======== Dataset entries

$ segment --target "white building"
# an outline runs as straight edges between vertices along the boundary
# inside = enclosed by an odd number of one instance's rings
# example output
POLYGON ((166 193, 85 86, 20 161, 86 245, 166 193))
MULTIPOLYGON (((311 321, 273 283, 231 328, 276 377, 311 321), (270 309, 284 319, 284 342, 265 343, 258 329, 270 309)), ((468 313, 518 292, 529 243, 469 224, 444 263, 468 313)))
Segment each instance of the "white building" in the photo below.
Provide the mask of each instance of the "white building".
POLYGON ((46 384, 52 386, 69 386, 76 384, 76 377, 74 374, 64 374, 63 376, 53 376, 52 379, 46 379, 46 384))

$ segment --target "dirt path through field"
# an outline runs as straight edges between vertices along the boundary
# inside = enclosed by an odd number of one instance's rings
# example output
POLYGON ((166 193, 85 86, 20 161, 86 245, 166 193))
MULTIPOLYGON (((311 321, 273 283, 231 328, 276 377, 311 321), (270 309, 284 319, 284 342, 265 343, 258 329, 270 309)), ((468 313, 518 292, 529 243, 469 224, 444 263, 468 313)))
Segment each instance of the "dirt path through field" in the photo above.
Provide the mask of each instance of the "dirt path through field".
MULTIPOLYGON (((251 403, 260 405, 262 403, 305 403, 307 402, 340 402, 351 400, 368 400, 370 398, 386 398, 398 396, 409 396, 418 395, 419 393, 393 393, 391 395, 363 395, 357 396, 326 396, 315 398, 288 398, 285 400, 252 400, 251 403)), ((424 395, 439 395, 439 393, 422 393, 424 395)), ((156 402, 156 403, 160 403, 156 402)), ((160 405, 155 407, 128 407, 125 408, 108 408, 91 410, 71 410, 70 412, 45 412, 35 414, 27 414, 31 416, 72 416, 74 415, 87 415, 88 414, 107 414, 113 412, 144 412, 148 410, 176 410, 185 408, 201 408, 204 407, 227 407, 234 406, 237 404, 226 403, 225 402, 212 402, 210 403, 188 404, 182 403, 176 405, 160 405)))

================

Each record must be returned exactly as it is written.

Solution for this problem:
$ segment --target "white building"
# an outline runs as straight edges between vertices along the boundary
# inside = enclosed by an odd number of one instance's rings
# example output
POLYGON ((166 193, 85 86, 20 161, 86 245, 166 193))
MULTIPOLYGON (((311 321, 273 283, 231 328, 276 377, 311 321), (270 309, 284 319, 284 342, 265 343, 258 329, 270 309)), ((468 313, 518 292, 529 243, 469 224, 444 263, 468 313)))
Segment each instance of the "white building" in the photo below.
Provide the mask of each instance of the "white building".
POLYGON ((46 384, 52 386, 69 386, 76 384, 76 377, 74 374, 64 374, 63 376, 53 376, 52 379, 46 379, 46 384))

$ segment --target "dirt path through field"
# an outline runs as straight edges between vertices along the boundary
# inside = enclosed by an odd number of one instance's rings
# example output
POLYGON ((166 193, 85 86, 20 161, 86 245, 166 193))
MULTIPOLYGON (((311 321, 273 283, 231 328, 276 377, 311 321), (270 309, 284 319, 284 342, 265 343, 258 329, 270 309)), ((468 313, 518 292, 529 243, 469 224, 444 263, 468 313)))
Segment each instance of the "dirt path through field" in the photo above.
Provide the mask of each instance of the "dirt path through field".
MULTIPOLYGON (((251 403, 260 405, 262 403, 305 403, 307 402, 340 402, 351 400, 368 400, 370 398, 386 398, 398 396, 409 396, 418 395, 419 393, 393 393, 391 395, 363 395, 357 396, 326 396, 315 398, 288 398, 285 400, 252 400, 251 403)), ((424 395, 439 395, 439 393, 422 393, 424 395)), ((156 402, 156 403, 160 403, 156 402)), ((160 405, 155 407, 128 407, 125 408, 108 408, 91 410, 71 410, 70 412, 45 412, 35 414, 27 414, 31 416, 72 416, 74 415, 87 415, 88 414, 107 414, 113 412, 144 412, 148 410, 176 410, 185 408, 201 408, 204 407, 227 407, 234 406, 237 404, 226 403, 225 402, 212 402, 210 403, 188 404, 182 403, 176 405, 160 405)))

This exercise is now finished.